— start of Exercise inputs —

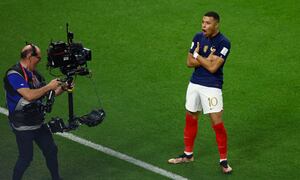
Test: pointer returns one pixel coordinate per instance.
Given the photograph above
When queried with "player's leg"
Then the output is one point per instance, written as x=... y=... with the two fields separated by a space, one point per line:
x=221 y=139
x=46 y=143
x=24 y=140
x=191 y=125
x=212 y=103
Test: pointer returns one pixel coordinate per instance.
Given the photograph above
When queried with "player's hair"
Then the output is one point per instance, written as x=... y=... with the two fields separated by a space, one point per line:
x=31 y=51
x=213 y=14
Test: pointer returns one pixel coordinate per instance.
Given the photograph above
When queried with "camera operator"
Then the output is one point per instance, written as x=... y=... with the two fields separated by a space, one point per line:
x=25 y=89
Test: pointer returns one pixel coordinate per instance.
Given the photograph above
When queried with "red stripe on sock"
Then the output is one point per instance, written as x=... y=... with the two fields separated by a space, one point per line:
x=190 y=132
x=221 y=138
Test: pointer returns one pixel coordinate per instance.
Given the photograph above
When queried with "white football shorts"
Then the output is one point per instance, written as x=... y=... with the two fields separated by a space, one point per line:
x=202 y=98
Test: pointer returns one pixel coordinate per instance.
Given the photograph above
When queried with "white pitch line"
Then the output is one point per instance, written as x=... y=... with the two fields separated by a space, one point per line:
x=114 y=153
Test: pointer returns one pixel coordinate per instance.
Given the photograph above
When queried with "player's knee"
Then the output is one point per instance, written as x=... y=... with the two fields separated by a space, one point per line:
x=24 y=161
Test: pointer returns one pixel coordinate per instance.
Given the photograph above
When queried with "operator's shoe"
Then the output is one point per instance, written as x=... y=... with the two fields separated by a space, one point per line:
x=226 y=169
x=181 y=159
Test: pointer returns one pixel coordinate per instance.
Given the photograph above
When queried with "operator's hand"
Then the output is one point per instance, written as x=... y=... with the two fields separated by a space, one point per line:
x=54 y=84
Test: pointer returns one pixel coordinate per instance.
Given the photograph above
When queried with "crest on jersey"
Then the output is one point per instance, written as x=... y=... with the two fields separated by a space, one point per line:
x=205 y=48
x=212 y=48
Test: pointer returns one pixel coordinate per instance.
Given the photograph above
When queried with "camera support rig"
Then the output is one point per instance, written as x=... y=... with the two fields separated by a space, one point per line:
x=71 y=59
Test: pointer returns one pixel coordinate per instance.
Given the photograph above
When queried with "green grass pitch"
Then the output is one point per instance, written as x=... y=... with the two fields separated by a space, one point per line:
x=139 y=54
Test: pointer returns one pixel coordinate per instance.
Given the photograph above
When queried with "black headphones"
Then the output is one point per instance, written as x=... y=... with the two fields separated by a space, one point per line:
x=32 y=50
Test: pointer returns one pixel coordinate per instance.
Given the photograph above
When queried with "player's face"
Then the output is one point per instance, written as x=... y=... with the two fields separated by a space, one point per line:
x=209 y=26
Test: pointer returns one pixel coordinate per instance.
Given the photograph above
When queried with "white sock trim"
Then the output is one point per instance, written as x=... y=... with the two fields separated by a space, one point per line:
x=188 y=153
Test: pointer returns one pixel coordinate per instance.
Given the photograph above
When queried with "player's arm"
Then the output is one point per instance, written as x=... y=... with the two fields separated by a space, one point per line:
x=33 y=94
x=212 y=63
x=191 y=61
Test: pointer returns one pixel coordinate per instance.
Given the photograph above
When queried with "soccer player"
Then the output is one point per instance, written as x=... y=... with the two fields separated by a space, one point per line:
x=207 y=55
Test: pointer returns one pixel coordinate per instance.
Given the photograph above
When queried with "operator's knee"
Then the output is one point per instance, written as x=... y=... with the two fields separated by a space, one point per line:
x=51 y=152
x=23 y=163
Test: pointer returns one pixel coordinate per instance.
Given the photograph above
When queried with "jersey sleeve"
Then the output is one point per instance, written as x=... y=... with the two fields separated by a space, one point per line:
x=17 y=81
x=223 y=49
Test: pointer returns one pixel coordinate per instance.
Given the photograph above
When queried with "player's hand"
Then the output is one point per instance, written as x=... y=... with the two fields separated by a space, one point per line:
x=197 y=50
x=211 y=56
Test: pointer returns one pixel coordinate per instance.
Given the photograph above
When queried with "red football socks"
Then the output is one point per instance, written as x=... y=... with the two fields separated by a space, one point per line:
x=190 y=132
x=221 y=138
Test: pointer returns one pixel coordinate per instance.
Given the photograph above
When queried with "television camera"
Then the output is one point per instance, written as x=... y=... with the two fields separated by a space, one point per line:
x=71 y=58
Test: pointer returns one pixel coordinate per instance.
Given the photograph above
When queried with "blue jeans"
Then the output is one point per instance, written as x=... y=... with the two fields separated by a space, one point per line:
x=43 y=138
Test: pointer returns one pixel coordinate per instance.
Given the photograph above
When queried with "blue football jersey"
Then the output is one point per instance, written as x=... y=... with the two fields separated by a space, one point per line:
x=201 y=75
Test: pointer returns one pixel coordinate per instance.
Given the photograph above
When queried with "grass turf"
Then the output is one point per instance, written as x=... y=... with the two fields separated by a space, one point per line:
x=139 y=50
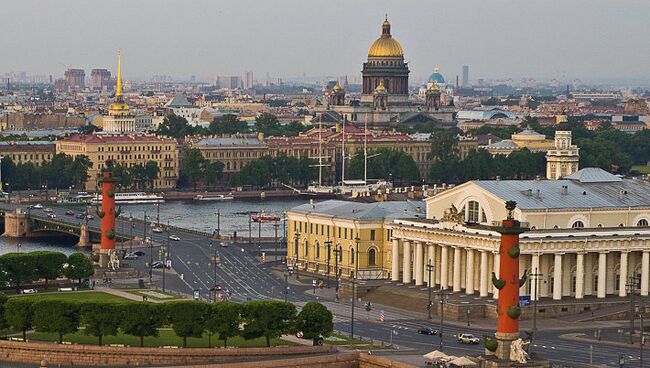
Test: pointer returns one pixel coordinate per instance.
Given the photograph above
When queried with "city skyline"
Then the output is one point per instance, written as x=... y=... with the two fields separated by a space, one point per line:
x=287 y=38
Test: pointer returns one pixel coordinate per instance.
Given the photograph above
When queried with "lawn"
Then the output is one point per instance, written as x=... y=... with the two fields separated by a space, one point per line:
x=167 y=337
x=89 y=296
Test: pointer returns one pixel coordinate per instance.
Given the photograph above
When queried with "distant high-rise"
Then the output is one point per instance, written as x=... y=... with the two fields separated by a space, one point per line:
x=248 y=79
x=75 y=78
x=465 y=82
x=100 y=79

— end of Exercise inputs —

:: Exercise details ::
Arrange everything from the start of the records down to and including the line containing "x=181 y=159" as a numbered list, omitting blank lines and leaving the pictures out.

:: Correct answer ::
1. Test: pointer returns one pixel coordinate per instance.
2. Given the photograph above
3. When queried with "player's leg"
4. Then the output is one point per instance, written as x=... y=... with the two fields separated by a space, one point per line:
5. x=221 y=139
6. x=46 y=143
7. x=24 y=140
8. x=191 y=125
9. x=212 y=103
10. Test: pointer returns one pixel coordinate per instance.
11. Given the photograph above
12. When queried with "player's hair"
13. Then the output is one point per instance, written as x=... y=... with the two fields separated by a space, one point per line:
14. x=31 y=51
15. x=213 y=14
16. Test: pointer returns one pixel coordinate per instance.
17. Given the photograph above
18. When queried with "camera operator"
19. Then the output is one point per instance, written as x=... y=... with the two fields separated by a space, one point per line:
20. x=25 y=89
21. Test: pointer returns one pixel coordinate per instance.
22. Given the photograph above
23. When queried with "red stripe on sock"
24. Then the output is one point per instance, written as x=... y=... with the two fields separated by a space, one point per line:
25. x=190 y=132
26. x=221 y=138
27. Test: pointer returns one pixel coordinate per instance.
28. Given the photograph above
29. When queried with "white football shorts"
30. Then the output is one point per instance, written as x=... y=... with the two fields separated by a space, one point per line:
31. x=202 y=98
32. Test: pointer returns one pixel coordinate per instance.
33. Given the photograph above
34. When queried with "white pitch line"
35. Then the output is one point per instance, written as x=... y=... with the two fields separated by a space, one point per line:
36. x=114 y=153
37. Test: pointer returns one pixel coordinate per instance.
38. Given the photograph above
39. When queried with "player's knee"
40. Then the output is one point per instance, written as x=... y=... with the two fields separated by a space, one point per line:
41. x=24 y=161
42. Test: pointer returns one pixel coordinate per instance.
43. Given the photograph above
44. When queried with "operator's shoe"
45. Then the output is one point per instance, written as x=... y=... with the two fields separated by a space, one point per line:
46. x=226 y=169
47. x=181 y=159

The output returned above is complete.